Your goal
Print this span of the material below exactly: the line with "Tag the green tomato", the line with "Tag the wooden table", and every line between them, but nothing else.

Supplied material
┄┄┄┄┄┄

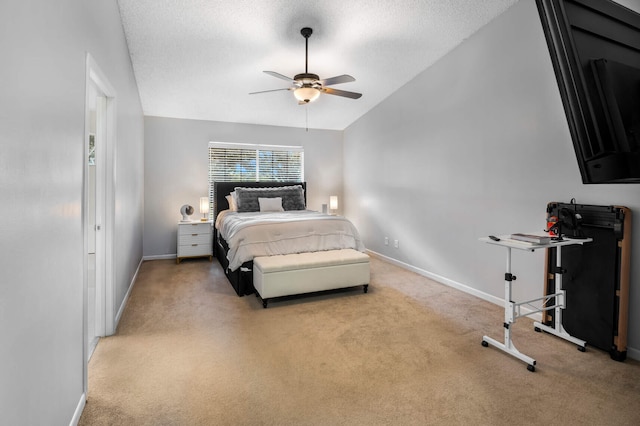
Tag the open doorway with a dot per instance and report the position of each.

┄┄┄┄┄┄

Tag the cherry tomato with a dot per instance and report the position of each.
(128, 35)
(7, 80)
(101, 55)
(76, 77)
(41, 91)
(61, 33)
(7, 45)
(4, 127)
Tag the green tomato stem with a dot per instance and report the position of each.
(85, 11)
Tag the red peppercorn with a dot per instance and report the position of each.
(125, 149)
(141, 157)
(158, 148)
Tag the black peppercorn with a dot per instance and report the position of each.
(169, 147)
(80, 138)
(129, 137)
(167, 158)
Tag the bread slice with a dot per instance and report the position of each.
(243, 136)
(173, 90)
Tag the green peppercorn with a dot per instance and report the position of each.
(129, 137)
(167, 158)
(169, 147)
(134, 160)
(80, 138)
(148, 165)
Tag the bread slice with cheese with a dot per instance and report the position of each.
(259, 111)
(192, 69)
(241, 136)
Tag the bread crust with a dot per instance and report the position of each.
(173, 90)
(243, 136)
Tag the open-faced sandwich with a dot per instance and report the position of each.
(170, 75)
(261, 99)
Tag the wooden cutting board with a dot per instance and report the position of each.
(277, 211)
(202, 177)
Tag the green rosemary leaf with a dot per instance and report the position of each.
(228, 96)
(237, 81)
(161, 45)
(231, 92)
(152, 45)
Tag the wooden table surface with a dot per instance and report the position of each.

┄┄┄┄┄┄

Answer for the task
Tag the green tomato stem with a dot per instance and report the position of each.
(85, 11)
Tag the red peppercorn with a dot per instance and report the position of each.
(125, 149)
(141, 157)
(158, 148)
Tag the black peppercorn with a dot per instance and report the position of each.
(169, 147)
(80, 138)
(129, 137)
(167, 158)
Tag the bread slice with a dot per instance and report the position of each.
(243, 136)
(173, 90)
Tag the green peppercorn with a dot per instance and report the position of each.
(129, 137)
(167, 158)
(169, 147)
(134, 160)
(80, 138)
(148, 165)
Tag the bread slice with cheese with a dot per instance and report the position of each.
(259, 111)
(192, 69)
(241, 136)
Tag the bread crust with a dot per instance and report the position of each.
(173, 90)
(243, 136)
Tag the open-faced sandwich with a dot per instance and report the position of each.
(170, 75)
(261, 99)
Tag the wooden cutting board with a dot per instance and report the position of each.
(277, 211)
(202, 177)
Tag the green rosemary leaf with a dot per instance and report the position of each.
(228, 96)
(237, 81)
(161, 45)
(231, 92)
(152, 45)
Tag the wooden table surface with a dot per instance and report the position of each.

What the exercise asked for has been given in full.